▶ **TASK DESCRIPTION**: Reproduce the stretch of the material from the line containing "outline shrub, every instance" through the end of the material, copying every line without alteration.

(Raw records)
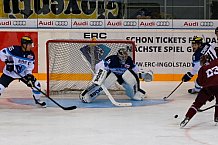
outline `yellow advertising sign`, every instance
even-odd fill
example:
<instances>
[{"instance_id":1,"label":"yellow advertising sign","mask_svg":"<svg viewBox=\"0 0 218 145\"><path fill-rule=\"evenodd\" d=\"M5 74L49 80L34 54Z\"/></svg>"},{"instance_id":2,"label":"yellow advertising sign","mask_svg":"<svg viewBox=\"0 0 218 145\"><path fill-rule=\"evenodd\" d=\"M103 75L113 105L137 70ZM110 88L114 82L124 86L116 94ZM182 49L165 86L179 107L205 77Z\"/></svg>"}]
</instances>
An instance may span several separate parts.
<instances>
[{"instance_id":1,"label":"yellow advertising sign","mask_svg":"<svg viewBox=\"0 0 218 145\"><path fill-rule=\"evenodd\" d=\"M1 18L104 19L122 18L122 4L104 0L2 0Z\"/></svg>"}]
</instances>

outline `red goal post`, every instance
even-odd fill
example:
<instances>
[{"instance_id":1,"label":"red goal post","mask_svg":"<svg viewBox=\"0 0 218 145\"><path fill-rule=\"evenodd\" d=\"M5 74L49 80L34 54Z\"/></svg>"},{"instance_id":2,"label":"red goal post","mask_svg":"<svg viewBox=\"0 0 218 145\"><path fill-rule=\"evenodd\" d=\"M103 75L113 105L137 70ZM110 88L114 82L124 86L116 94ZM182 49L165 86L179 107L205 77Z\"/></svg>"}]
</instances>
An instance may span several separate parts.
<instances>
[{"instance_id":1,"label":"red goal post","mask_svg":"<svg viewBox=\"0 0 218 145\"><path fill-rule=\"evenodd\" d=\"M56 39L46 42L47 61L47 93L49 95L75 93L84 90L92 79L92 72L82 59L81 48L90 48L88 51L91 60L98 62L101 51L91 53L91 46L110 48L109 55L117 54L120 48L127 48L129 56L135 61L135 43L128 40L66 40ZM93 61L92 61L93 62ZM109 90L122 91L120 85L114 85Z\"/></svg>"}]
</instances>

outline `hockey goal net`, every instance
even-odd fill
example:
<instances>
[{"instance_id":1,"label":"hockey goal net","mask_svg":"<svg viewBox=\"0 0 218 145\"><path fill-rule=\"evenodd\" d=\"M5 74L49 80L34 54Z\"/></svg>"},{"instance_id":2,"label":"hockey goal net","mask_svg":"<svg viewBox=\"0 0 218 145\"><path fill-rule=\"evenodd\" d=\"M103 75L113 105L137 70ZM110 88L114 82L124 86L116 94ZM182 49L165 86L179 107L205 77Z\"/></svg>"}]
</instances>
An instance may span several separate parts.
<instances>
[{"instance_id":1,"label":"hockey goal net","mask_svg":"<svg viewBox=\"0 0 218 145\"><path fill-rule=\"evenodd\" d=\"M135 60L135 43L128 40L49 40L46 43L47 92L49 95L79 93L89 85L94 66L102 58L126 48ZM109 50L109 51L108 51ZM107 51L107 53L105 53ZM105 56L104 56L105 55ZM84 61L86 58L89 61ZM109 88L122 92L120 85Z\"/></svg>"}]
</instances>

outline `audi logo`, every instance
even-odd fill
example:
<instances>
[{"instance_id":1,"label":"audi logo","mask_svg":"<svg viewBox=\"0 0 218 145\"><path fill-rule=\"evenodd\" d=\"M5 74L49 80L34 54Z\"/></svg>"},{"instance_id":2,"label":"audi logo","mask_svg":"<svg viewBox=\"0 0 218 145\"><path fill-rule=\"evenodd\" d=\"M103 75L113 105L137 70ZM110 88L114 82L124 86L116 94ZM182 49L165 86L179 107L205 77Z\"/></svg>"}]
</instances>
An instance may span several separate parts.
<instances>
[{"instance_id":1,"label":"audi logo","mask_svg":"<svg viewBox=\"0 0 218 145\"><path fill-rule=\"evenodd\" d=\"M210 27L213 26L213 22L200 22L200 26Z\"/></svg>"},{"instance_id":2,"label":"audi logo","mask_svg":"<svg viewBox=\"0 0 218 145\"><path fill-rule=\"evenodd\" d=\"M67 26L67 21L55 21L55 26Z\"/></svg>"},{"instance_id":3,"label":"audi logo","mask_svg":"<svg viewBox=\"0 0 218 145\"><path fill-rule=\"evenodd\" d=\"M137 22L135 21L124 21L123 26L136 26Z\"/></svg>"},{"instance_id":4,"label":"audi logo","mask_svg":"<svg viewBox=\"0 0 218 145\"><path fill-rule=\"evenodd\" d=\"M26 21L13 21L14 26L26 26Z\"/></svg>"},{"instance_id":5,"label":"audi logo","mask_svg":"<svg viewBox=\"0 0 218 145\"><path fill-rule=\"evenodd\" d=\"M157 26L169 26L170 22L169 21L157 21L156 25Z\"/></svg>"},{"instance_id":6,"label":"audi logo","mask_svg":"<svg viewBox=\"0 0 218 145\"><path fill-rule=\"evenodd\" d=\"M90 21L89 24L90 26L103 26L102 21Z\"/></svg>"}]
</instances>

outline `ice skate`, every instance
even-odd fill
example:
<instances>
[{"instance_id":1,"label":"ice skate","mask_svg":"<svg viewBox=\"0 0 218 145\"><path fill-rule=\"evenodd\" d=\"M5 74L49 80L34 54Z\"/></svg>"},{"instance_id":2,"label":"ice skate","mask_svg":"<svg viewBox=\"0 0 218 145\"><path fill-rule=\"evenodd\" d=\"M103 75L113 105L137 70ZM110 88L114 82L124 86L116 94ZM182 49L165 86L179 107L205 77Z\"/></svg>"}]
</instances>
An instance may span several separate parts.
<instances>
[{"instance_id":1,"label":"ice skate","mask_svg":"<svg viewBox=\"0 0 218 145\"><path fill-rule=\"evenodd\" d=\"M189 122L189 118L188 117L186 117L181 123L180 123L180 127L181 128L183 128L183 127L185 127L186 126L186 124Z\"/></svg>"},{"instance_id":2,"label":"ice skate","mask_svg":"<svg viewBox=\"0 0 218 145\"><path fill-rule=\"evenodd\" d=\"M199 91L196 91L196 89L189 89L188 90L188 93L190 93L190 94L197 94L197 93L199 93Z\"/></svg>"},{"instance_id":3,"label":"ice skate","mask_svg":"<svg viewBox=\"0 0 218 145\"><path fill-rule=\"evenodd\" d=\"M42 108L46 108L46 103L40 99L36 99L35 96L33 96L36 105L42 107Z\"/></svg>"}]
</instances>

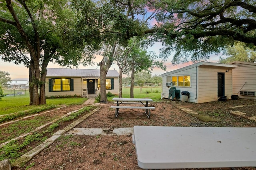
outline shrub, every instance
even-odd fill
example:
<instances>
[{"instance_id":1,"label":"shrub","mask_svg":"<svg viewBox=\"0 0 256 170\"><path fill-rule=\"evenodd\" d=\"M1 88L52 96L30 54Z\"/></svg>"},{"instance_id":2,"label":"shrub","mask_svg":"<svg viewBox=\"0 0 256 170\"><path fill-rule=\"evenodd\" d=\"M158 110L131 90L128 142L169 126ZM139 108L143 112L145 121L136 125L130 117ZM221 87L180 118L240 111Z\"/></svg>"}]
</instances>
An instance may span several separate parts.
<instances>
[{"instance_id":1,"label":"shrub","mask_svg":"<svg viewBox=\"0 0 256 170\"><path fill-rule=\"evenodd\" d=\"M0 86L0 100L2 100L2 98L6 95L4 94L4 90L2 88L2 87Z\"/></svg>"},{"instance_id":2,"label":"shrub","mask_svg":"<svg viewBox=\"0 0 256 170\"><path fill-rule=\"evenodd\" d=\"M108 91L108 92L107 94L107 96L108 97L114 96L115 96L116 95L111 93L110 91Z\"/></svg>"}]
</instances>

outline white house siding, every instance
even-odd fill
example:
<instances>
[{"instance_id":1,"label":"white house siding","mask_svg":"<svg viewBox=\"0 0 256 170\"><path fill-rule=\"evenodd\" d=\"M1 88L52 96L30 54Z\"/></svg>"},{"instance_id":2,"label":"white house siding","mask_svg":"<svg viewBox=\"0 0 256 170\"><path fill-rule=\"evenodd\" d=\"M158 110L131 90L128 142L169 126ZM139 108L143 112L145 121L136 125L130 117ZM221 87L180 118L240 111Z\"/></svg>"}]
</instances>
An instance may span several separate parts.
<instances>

▶ **SOLUTION**:
outline shrub, every instance
even-odd fill
example:
<instances>
[{"instance_id":1,"label":"shrub","mask_svg":"<svg viewBox=\"0 0 256 170\"><path fill-rule=\"evenodd\" d=\"M1 88L52 96L30 54Z\"/></svg>"},{"instance_id":2,"label":"shrub","mask_svg":"<svg viewBox=\"0 0 256 170\"><path fill-rule=\"evenodd\" d=\"M158 110L131 90L128 142L169 126ZM139 108L143 112L145 121L136 125L130 117ZM221 87L180 118L240 111Z\"/></svg>"}]
</instances>
An instance may span several separate parts.
<instances>
[{"instance_id":1,"label":"shrub","mask_svg":"<svg viewBox=\"0 0 256 170\"><path fill-rule=\"evenodd\" d=\"M0 86L0 100L2 100L2 98L6 95L4 94L4 90L2 88L2 87Z\"/></svg>"},{"instance_id":2,"label":"shrub","mask_svg":"<svg viewBox=\"0 0 256 170\"><path fill-rule=\"evenodd\" d=\"M108 91L108 92L107 94L107 96L108 97L114 96L115 96L116 95L111 93L110 91Z\"/></svg>"}]
</instances>

outline white house siding, every instance
even-odd fill
example:
<instances>
[{"instance_id":1,"label":"white house siding","mask_svg":"<svg viewBox=\"0 0 256 170\"><path fill-rule=\"evenodd\" d=\"M1 88L52 96L30 54Z\"/></svg>"},{"instance_id":2,"label":"white house siding","mask_svg":"<svg viewBox=\"0 0 256 170\"><path fill-rule=\"evenodd\" d=\"M158 110L131 90L128 142L169 126ZM139 108L143 112L145 121L136 125L130 117ZM221 87L180 118L240 111Z\"/></svg>"}]
</instances>
An instance may span several separate parts.
<instances>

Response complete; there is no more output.